··· The records ···

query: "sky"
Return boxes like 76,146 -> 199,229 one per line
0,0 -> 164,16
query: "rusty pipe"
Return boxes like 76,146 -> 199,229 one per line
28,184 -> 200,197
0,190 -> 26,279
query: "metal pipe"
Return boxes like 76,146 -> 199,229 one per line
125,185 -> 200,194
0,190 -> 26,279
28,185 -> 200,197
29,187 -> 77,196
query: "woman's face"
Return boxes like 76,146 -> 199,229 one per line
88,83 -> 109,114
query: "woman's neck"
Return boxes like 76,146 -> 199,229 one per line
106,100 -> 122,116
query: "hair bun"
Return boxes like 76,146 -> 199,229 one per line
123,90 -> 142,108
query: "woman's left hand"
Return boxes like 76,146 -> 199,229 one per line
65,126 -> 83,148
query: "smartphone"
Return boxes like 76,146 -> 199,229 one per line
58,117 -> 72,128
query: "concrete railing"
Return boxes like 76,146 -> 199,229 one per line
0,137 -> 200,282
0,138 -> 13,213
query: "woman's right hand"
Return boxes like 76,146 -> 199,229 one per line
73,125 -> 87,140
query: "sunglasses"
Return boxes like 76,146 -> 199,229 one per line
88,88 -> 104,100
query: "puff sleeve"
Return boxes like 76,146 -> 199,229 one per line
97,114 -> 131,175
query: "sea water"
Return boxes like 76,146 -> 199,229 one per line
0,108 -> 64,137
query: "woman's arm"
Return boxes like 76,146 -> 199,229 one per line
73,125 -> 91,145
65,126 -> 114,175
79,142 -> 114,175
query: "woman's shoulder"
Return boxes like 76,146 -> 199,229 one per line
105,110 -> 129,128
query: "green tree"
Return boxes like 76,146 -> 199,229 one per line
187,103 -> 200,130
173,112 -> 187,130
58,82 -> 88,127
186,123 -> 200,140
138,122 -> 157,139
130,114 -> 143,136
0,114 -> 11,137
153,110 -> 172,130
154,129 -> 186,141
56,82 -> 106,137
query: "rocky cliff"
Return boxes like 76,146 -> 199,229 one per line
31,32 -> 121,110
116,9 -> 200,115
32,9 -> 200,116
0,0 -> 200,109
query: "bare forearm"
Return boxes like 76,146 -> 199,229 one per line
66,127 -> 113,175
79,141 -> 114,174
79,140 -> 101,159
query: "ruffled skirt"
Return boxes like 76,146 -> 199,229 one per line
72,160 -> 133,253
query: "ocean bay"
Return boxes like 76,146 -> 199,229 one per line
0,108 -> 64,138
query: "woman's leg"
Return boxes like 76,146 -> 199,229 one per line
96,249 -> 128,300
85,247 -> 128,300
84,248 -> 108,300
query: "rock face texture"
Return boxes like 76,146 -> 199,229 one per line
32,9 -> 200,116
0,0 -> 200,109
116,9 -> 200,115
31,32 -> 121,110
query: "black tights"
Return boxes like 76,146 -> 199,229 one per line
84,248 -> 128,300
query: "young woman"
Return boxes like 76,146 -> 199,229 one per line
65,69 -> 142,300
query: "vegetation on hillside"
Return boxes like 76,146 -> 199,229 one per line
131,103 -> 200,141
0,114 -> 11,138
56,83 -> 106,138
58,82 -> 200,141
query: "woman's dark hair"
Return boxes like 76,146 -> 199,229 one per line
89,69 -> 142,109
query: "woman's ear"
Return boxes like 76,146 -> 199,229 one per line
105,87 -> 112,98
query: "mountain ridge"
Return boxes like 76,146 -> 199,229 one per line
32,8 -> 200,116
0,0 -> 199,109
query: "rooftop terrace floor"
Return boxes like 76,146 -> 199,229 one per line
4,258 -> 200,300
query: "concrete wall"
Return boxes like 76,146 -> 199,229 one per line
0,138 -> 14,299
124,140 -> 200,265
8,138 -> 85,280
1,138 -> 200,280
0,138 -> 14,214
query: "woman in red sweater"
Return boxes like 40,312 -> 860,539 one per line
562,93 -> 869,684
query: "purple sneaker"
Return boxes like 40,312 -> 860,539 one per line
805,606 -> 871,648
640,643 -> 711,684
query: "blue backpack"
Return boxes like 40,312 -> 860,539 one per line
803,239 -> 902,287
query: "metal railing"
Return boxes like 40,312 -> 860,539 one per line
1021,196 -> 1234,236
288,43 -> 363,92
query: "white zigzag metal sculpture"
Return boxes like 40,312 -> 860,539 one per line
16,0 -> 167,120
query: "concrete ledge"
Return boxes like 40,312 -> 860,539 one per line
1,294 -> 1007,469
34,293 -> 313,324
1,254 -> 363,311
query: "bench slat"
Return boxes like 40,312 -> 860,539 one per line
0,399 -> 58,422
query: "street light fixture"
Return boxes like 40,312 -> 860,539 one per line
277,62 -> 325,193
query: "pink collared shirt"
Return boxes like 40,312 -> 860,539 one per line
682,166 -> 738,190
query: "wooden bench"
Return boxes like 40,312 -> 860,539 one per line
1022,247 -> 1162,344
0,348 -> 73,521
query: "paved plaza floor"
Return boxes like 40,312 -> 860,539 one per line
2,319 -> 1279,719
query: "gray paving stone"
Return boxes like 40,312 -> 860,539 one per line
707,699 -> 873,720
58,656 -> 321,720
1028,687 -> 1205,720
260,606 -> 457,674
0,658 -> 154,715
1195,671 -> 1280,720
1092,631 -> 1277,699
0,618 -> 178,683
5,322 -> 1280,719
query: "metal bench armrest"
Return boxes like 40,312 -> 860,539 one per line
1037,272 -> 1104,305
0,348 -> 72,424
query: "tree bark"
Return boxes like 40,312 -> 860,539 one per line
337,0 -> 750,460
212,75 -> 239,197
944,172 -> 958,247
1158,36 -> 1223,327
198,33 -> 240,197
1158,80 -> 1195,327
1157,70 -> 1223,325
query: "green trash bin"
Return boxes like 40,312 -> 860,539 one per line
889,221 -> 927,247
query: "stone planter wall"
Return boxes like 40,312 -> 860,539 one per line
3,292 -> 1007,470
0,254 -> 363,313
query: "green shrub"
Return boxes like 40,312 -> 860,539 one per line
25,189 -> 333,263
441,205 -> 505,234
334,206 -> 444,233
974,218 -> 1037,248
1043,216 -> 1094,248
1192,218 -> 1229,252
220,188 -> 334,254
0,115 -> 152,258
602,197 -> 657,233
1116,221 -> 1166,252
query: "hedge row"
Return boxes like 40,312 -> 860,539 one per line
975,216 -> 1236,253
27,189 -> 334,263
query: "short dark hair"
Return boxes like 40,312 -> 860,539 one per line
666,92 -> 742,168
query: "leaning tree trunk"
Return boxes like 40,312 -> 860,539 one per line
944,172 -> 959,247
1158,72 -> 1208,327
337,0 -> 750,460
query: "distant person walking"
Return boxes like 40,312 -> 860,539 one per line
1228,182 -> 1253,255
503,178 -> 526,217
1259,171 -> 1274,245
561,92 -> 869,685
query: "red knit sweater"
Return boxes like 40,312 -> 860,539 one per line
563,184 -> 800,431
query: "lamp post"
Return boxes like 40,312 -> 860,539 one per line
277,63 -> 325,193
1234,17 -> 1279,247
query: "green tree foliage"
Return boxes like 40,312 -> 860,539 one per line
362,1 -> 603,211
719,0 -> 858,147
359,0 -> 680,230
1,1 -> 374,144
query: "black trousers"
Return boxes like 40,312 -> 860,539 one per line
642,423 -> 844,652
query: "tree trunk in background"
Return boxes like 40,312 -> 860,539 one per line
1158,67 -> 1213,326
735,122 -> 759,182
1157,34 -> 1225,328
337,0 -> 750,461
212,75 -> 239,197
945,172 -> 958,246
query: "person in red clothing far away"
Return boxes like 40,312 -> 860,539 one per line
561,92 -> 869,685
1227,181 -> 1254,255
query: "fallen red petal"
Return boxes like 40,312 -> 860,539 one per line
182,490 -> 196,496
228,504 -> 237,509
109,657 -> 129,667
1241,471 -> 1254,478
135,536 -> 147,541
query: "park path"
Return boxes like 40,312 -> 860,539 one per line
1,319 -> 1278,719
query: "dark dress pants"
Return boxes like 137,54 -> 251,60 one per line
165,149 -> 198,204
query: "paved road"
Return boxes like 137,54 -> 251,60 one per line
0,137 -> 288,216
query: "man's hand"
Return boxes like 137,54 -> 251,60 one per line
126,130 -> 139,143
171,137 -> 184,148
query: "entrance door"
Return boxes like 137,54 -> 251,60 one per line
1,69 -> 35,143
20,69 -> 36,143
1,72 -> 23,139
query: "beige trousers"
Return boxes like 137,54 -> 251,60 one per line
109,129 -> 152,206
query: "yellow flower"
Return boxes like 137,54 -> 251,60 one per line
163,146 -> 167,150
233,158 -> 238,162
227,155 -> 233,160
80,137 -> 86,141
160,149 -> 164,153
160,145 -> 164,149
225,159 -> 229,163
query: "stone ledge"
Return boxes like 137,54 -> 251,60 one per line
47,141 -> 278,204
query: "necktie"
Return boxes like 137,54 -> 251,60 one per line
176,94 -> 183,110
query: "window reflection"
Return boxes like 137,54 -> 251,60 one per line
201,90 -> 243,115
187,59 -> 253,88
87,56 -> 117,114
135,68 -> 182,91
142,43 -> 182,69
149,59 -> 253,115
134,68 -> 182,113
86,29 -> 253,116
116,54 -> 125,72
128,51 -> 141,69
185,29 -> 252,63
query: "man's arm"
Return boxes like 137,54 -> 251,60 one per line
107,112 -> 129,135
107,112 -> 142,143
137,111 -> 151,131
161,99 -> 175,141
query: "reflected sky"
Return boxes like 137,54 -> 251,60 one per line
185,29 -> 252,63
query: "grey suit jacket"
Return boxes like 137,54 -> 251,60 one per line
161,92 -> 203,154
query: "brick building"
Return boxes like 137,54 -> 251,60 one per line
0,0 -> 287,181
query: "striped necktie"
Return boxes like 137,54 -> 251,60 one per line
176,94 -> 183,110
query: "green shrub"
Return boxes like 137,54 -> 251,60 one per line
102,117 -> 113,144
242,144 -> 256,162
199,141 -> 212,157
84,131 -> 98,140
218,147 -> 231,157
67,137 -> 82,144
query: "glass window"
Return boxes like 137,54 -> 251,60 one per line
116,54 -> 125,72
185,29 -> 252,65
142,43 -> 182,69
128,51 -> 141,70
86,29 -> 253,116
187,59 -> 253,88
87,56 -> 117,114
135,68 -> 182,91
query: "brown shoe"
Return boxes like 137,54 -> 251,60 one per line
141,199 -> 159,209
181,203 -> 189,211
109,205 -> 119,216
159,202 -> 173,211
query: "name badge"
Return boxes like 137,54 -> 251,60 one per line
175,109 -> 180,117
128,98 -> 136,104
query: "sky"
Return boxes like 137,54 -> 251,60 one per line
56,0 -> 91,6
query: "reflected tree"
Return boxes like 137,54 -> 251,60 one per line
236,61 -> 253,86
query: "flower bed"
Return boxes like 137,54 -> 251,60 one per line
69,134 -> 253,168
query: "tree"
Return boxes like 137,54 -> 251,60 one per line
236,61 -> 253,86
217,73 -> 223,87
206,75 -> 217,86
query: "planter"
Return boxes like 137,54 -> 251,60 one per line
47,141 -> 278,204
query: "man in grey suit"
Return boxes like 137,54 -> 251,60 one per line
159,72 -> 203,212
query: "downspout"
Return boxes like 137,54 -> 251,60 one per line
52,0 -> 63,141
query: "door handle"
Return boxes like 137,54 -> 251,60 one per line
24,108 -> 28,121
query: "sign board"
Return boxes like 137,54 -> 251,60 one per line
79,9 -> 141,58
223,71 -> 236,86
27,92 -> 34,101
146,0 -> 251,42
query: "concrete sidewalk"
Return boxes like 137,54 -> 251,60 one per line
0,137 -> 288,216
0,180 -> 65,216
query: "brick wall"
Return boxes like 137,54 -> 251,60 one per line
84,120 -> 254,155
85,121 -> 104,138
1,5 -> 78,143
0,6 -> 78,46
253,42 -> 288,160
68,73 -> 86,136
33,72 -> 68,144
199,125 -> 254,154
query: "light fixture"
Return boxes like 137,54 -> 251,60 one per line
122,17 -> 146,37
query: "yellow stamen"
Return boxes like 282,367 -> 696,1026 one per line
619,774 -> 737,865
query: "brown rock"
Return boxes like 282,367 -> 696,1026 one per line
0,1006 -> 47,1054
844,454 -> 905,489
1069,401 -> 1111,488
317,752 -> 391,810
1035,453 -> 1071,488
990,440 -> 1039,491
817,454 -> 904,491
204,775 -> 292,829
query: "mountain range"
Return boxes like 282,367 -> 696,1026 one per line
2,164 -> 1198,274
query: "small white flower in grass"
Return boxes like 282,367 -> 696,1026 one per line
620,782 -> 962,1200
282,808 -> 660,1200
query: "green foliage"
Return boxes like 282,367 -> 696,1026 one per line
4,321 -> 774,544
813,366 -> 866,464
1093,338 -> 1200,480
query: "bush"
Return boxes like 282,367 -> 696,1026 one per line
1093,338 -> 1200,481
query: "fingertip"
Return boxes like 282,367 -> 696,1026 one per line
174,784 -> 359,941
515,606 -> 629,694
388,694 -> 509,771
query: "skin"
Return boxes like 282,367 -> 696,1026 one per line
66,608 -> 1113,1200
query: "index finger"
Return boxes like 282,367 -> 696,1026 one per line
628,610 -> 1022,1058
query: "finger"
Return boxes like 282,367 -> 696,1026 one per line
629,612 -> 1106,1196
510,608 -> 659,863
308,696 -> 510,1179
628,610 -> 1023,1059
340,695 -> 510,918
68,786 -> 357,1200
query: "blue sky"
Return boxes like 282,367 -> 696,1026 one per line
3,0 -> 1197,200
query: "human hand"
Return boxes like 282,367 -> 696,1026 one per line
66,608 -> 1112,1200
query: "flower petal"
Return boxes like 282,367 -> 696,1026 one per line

···

Aim of the task>
Every line in the records above that holds "window" counts once; state the total and nothing else.

Exercise output>
2